Carry on the piece below about Food Exeter's work on household food insecurity, starting right after its last sentence.

=== SOURCE TEXT ===

Funding is a central resource within social movements that fuels the generation of substantive activity to address key issues. Food Power and their time-limited “Food Poverty Alliance” funding provided the context within which Food Exeter’s FAF project unfolded. This supported place-based action by employing a coordinator and providing linkages to nation-wide funded projects with similar objectives. Without this funding and support, the FAF project would not have taken place. In addition, Food Power provided peer-mentoring and knowledge exchange at regional and nation-wide scales, an assistance that developed in the context of the FAF project. This multisector food policy assemblage enabled the FAF project to be informed by a range of knowledges at place-based regional and national scales.

5. Conclusions

An analysis of the typology of processes, actors and networks forming the knowledge co-production process provides insights into the workings of a place-based food community operating within food policy assemblages [4]. Gathering a range of expert knowledge enabled a place-based food community to form a community of practice generating evidence-based insights into the challenge of household food insecurity in Exeter. In the current vacuum of adequate food policies in England and the context of the negative impacts of welfare reform in the UK, this is an important process in taking steps to document and then address this critical issue at a place-based scale. This case study provides an insider perspective on the formation of a community of practice working to effect place-based action on household food insecurity, operating within a wider food policy assemblage.

=== RAW RECORDS ===

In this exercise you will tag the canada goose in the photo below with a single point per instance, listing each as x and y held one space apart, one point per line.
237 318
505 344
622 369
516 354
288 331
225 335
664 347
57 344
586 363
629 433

===

**THE RESULT:**
Scholar activism within the food movement enables the co-production of knowledge and the generation of active science, which supports the development of self-organising food communities and their engagement with actors within wider food policy assemblages [4,41]. This study has highlighted the potential for meaningful engagement with a food movement via a scholar-activist approach, affording opportunities for in-depth understandings of the situated challenges and processes underpinning the roll-out of a programme of action. Food Exeter’s FAF project provided an example of reciprocal knowledge generation between academic, community-based and local authority partners who were able to co-produce knowledge in a timely response to an urgent issue. Food Exeter’s Fair Access to Food case study highlighted that household food insecurity is a growing and critical issue in the UK [27,28,54]. Being able to respond to an urgent need for knowledge is challenging for academics working within the constraints of higher education funding cycles, and this challenge is heightened for early career researchers. Existing collaborative relationships, alongside responsive internal university funding, were vital in this case study as the basis for an urgent response to investigate household food insecurity in Exeter. Scholar-activist and PAR research methodologies require long-term engagement with partners [6,8,36,37]. Academics involved in research, report writing, grant writing and governance forming practices with partners are recurrently sharing their expertise and specialist networks. An approach that may be lauded by higher education institutions in terms of its impact agenda, but one that requires a greater understanding of the time and labour commitments that can impact academic outputs.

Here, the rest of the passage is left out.